═════ Texto proporcionado

El biopoder fragmenta las poblaciones. Ésta es la primera función del racismo de Estado.20 Las inscribe como mezclas que es necesario distinguir y ejerce la diferencia político-procedimental como diferencia racial. Sólo de este modo la fragmentación produce formaciones identitarias y discursivas diversas con las cuales los grupos asumen esencias y destinos, pero no necesariamente procesos histórico-procedimentales que los funcionalizan en el interior de un aparato de gobierno que, por tanto, puede prescindir de ellos, o bien, sacrificarlos en aras de su propia subsistencia. La segunda función es la de imponer la lógica de la «guerra de Estado» con respecto a los grupos políticamente tratados como biológicamente peligrosos: «si quieres vivir, es preciso que el otro muera».21 De modo tal que el «hacer vivir» y el «dejar morir» que estructuran la modernidad de la biopolítica estatal tiene lugar no sólo como imperativo de vida que se da el Estado a sí mismo como implicación del imperativo de vida con el cual garantiza la vida de la población. También tiene lugar como la producción diferenciada y diferida de la muerte de aquellos peligros biológicos —poblaciones e individuos— que pueden morir. El racismo de Estado constituye la inscripción de la posibilidad de la muerte, la susceptibilidad del exterminio de aquellos «naturalmente peligrosos», de cuya existencia dependen las de la forma, la propiedad y la situación actuales del Estado.

Con base en los tres regímenes del poder que diferencia la genealogía foucaultiana, con base en sus procedimientos, en sus producciones y en el desarrollo que los vincula, el racismo de Estado se despliega como concepto central en la analítica foucaultiana del poder en su relación histórica con la gubernamentalidad, esa voluntad moderna de dominio.

Sobre la noción de «racismo de Estado»

══════════
═════ Listado de filas

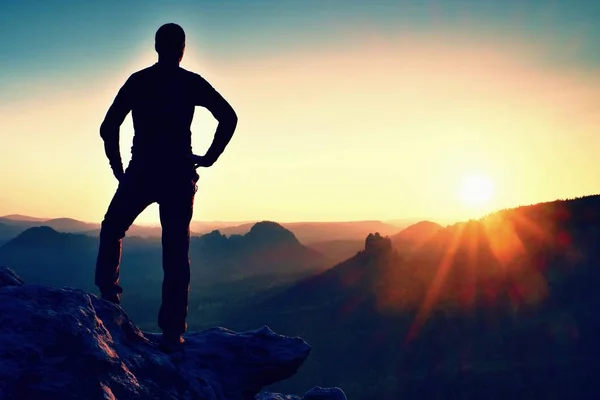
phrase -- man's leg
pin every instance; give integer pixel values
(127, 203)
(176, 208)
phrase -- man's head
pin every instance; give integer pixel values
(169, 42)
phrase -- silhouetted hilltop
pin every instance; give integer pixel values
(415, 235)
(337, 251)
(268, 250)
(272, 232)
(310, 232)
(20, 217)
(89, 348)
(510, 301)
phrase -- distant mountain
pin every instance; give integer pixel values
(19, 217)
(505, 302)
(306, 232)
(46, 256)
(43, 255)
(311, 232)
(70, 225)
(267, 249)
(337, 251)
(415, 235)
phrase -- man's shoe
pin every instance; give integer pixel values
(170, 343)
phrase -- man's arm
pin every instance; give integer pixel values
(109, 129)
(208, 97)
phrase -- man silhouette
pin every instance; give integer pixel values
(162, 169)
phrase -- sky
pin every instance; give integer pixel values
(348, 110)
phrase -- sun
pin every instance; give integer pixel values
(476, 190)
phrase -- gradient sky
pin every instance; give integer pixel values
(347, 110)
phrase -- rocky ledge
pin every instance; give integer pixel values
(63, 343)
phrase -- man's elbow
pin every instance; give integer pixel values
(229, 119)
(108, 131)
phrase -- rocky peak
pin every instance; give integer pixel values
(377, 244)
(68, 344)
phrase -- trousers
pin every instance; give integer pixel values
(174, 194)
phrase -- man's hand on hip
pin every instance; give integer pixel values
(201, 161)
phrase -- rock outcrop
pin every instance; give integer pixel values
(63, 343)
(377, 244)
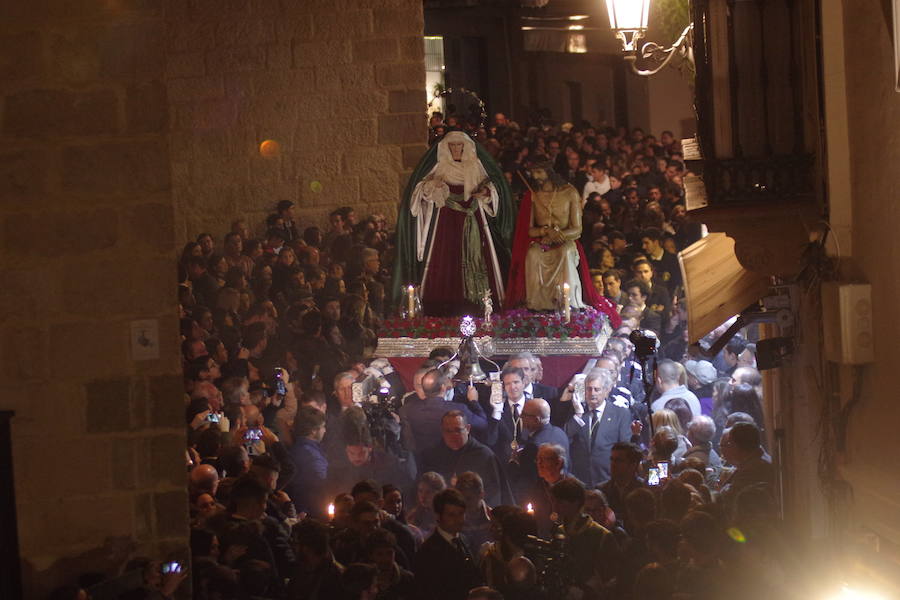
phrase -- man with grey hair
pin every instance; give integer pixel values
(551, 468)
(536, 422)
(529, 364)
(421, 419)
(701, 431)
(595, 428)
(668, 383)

══════════
═════ Listado de filas

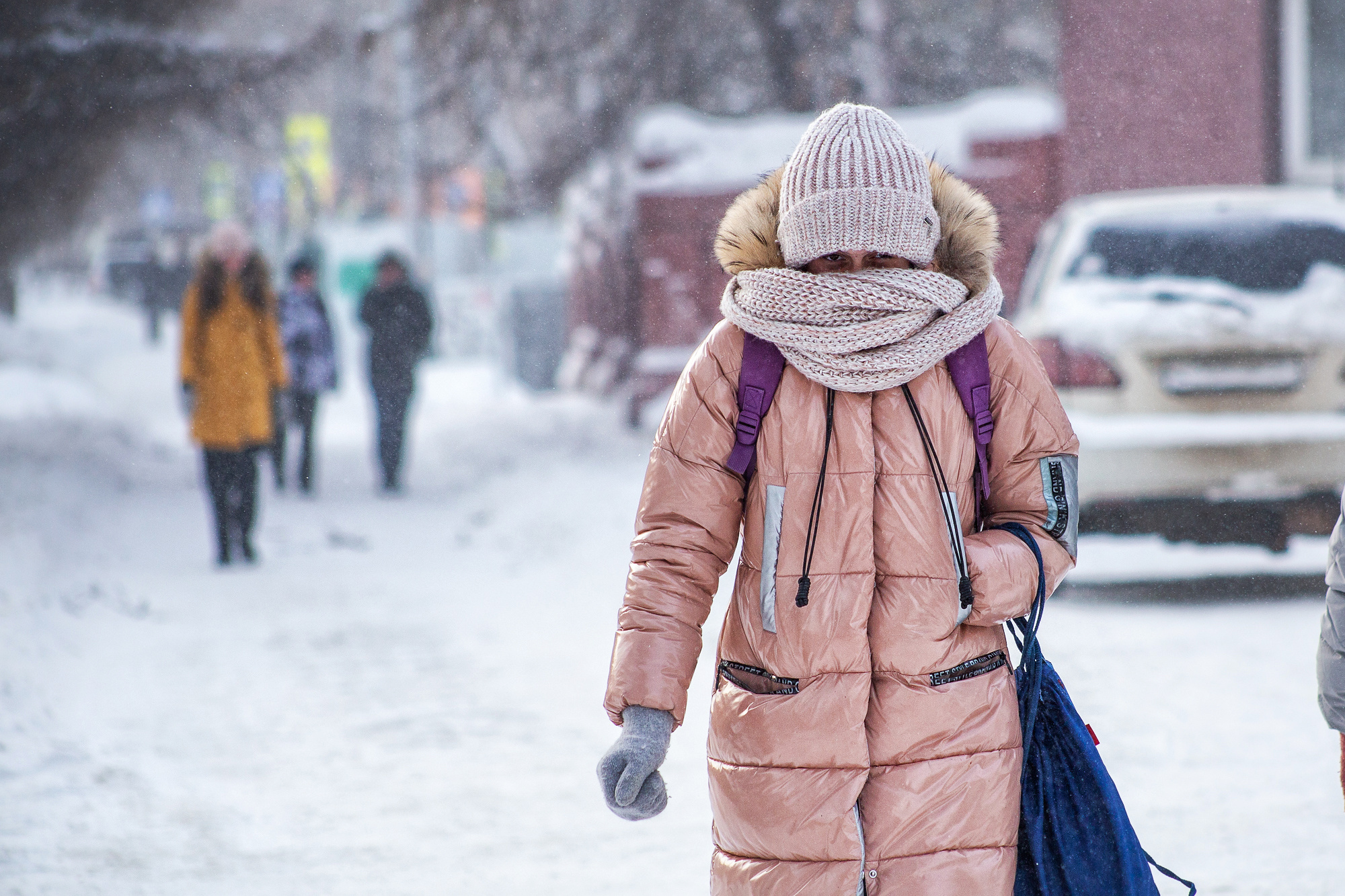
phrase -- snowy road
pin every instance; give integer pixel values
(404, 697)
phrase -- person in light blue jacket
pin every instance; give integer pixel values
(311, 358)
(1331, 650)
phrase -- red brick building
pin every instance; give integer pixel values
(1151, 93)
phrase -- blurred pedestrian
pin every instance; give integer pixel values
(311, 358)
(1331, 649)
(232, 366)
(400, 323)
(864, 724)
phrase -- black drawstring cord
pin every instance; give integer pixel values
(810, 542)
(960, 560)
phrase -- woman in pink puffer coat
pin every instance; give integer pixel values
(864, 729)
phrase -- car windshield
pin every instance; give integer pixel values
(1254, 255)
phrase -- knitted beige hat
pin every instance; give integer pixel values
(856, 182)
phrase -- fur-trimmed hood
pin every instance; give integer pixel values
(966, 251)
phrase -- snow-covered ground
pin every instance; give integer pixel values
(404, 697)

══════════

Tareas propuestas.
• 1. Según el texto sobre el racismo de Estado, ¿cuál es la segunda función del racismo de Estado?
• 2. Extrae del texto sobre el racismo de Estado el fragmento que empieza con "Con base en los" y continúa hasta "moderna de dominio.".
Las filas constituyen un material aparte, sin relación con el texto.

Respuestas del ejercicio.
• 1. Imponer la lógica de la «guerra de Estado» con respecto a los grupos políticamente tratados como biológicamente peligrosos.

• 2.
Con base en los tres regímenes del poder que diferencia la genealogía foucaultiana, con base en sus procedimientos, en sus producciones y en el desarrollo que los vincula, el racismo de Estado se despliega como concepto central en la analítica foucaultiana del poder en su relación histórica con la gubernamentalidad, esa voluntad moderna de dominio.